The records below need to be set down again exactly; their images stay out.
>>>>
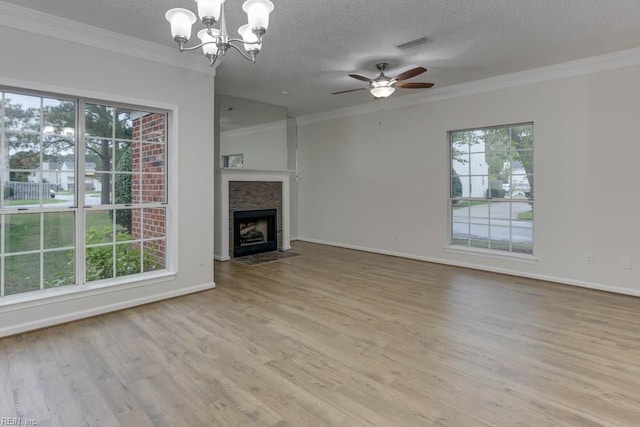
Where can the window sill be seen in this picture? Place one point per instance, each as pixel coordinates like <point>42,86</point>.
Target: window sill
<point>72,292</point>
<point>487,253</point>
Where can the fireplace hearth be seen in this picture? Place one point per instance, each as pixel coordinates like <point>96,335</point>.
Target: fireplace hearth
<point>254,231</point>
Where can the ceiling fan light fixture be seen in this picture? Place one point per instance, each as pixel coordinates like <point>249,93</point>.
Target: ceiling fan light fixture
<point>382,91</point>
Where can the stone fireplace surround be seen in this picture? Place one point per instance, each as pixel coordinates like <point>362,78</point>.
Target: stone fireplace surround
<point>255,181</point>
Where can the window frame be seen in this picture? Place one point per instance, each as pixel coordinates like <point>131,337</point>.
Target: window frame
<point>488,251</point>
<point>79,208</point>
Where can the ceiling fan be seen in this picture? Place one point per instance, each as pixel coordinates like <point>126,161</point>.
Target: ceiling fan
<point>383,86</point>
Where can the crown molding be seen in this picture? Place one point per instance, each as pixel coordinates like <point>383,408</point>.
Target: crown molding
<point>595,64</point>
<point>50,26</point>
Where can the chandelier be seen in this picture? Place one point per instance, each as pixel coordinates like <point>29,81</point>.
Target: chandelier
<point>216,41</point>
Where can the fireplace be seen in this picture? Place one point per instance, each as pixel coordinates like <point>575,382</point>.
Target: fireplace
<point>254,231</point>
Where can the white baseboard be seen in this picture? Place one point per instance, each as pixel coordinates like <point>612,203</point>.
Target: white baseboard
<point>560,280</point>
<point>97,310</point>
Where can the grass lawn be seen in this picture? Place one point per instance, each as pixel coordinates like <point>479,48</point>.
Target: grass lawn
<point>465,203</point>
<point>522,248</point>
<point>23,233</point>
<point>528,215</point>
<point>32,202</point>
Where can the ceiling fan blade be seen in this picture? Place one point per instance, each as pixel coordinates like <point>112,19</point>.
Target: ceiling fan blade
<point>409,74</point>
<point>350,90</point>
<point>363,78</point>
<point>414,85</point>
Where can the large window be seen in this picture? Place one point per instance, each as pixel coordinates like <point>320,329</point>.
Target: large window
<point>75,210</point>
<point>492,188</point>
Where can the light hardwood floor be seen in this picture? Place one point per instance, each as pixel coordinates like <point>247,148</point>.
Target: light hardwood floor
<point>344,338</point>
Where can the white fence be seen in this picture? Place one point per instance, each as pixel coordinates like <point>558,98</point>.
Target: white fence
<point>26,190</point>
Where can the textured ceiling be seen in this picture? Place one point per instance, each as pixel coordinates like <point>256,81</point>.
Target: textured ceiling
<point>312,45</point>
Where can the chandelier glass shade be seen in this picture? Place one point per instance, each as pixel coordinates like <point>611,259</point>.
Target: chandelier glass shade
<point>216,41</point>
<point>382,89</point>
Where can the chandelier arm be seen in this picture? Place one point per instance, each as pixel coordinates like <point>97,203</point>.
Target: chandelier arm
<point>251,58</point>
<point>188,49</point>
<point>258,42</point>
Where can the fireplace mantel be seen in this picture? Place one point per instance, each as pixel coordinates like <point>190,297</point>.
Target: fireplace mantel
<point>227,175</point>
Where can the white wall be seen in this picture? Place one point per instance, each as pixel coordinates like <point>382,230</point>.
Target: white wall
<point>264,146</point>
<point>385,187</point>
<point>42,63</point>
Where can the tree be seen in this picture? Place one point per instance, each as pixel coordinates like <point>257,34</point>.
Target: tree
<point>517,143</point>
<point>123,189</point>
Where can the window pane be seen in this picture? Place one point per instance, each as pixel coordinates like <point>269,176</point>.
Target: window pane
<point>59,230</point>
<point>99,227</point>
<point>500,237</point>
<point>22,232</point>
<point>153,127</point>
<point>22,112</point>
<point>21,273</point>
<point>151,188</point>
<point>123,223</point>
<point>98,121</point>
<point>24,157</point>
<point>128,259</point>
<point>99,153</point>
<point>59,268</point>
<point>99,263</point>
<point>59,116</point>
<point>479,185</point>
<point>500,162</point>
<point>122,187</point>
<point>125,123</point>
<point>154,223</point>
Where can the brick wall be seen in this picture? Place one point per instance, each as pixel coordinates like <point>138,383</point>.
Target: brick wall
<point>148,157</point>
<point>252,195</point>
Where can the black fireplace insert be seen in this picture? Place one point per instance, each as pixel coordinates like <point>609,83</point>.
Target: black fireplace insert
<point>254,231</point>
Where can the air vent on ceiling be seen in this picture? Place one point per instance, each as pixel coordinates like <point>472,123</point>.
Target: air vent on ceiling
<<<<
## [SOLUTION]
Where can the window sill be seen in this picture? Place one point per instance, each as pixel coordinates like <point>42,86</point>.
Target: window sill
<point>72,292</point>
<point>487,253</point>
Where can the fireplace hearth be seen in this picture? Place one point per instance, each as pixel coordinates like <point>96,335</point>.
Target: fireplace hearth
<point>254,231</point>
Where can the ceiling fan light fixture be seen in this picture? Place one point per instance, each as pixel coordinates like <point>249,93</point>.
Target: ceiling fan light fixture
<point>382,91</point>
Where can the stone fireplace surround be seen in this picture? Place one point per instance, each as pixel coordinates like <point>362,78</point>.
Target: stone fireplace surround
<point>255,181</point>
Where can the window frame be seen in this picture? Place one point per instance, each as pixel coordinates like <point>131,337</point>.
Target: window frame
<point>488,251</point>
<point>79,208</point>
Where can the ceiling fan be seen in this picture? Place one point per instance, each as pixel coordinates like <point>126,161</point>.
Target: ceiling fan
<point>383,86</point>
Where can the crown molding be seen in this picture? Place one point per instance, each as pixel coordinates like <point>383,408</point>.
Target: crown molding
<point>595,64</point>
<point>50,26</point>
Where can the chandelier be seen in this picture? Place one point per instance, each as pixel coordinates like <point>29,81</point>.
Target: chandelier
<point>216,41</point>
Where can the fireplace be seen in this picture? Place one point per instance, each as pixel coordinates like <point>575,382</point>.
Target: fireplace
<point>254,231</point>
Where can the white baseboard be seen in this picture? Place one point per instance, each as pixel coordinates like <point>612,203</point>.
Target: white baseboard
<point>560,280</point>
<point>97,310</point>
Where can the grass lawn be seen in this picture? Place one point per instance, each as pixel coordinates like <point>479,48</point>.
Target: grass lawn
<point>465,203</point>
<point>522,248</point>
<point>23,233</point>
<point>528,215</point>
<point>32,202</point>
Where can the ceiling fan blade be seen in this picture? Place one point per instance, each as pixel coordinates like <point>112,19</point>.
Target: ceiling fan blade
<point>409,74</point>
<point>350,90</point>
<point>363,78</point>
<point>414,85</point>
Where can the large window be seen in this picture? Place one point per instance, each as pixel coordinates like <point>320,329</point>.
Target: large window
<point>75,210</point>
<point>492,188</point>
Where can the light hardwood floor be seen in this picture? Place one point per instance, each as pixel coordinates like <point>247,148</point>.
Target: light hardwood floor
<point>344,338</point>
Where can the white fence be seen in this picture? Place one point per instance, each as pixel coordinates like <point>558,98</point>.
Target: white fence
<point>26,190</point>
Where can the textured ceiling be seen in this picture? Place one point per instance, each as pixel coordinates like <point>256,81</point>.
Target: textured ceiling
<point>312,45</point>
Where can the chandelier glass shade be seen in this picture? Place one point per instance, each as pixel coordinates like <point>611,259</point>.
Target: chandelier glass shade
<point>216,41</point>
<point>382,89</point>
Where can the chandelier arm be seen in this picture? Place one point per instance, each as pixel coordinates like <point>97,203</point>.
Target: chandelier arm
<point>251,58</point>
<point>188,49</point>
<point>258,42</point>
Where can the fireplace mantel be seen in this picture? Place one point per instance, each as pixel coordinates like <point>190,297</point>.
Target: fireplace mantel
<point>227,175</point>
Where can the white wall be seen in this picture? Place one point per instance, each as pixel coordinates like <point>382,230</point>.
Target: white wall
<point>264,146</point>
<point>385,187</point>
<point>42,63</point>
Where can the tree be seen in this picture? Place one point per instance, each as pixel coordinates like <point>257,34</point>.
Target: tree
<point>517,143</point>
<point>123,189</point>
Where can the window pane be seen in this picture? Place one point per instance, each as pixel coordinates like <point>269,176</point>.
Target: window pane
<point>59,230</point>
<point>99,227</point>
<point>500,237</point>
<point>22,232</point>
<point>153,127</point>
<point>22,112</point>
<point>21,273</point>
<point>151,188</point>
<point>123,223</point>
<point>98,121</point>
<point>24,157</point>
<point>128,259</point>
<point>99,153</point>
<point>59,268</point>
<point>99,263</point>
<point>59,116</point>
<point>479,185</point>
<point>500,162</point>
<point>122,187</point>
<point>125,123</point>
<point>154,223</point>
Where can the brick wall be seen in this picture? Place one point per instance, each as pixel coordinates like <point>138,383</point>.
Target: brick wall
<point>148,157</point>
<point>252,195</point>
Where can the black fireplace insert be seen in this picture? Place one point per instance, each as pixel coordinates like <point>609,83</point>.
Target: black fireplace insert
<point>254,231</point>
Where can the air vent on ceiling be seen in this picture? Place one point per instance, each as pixel coordinates like <point>472,123</point>.
Target: air vent on ceiling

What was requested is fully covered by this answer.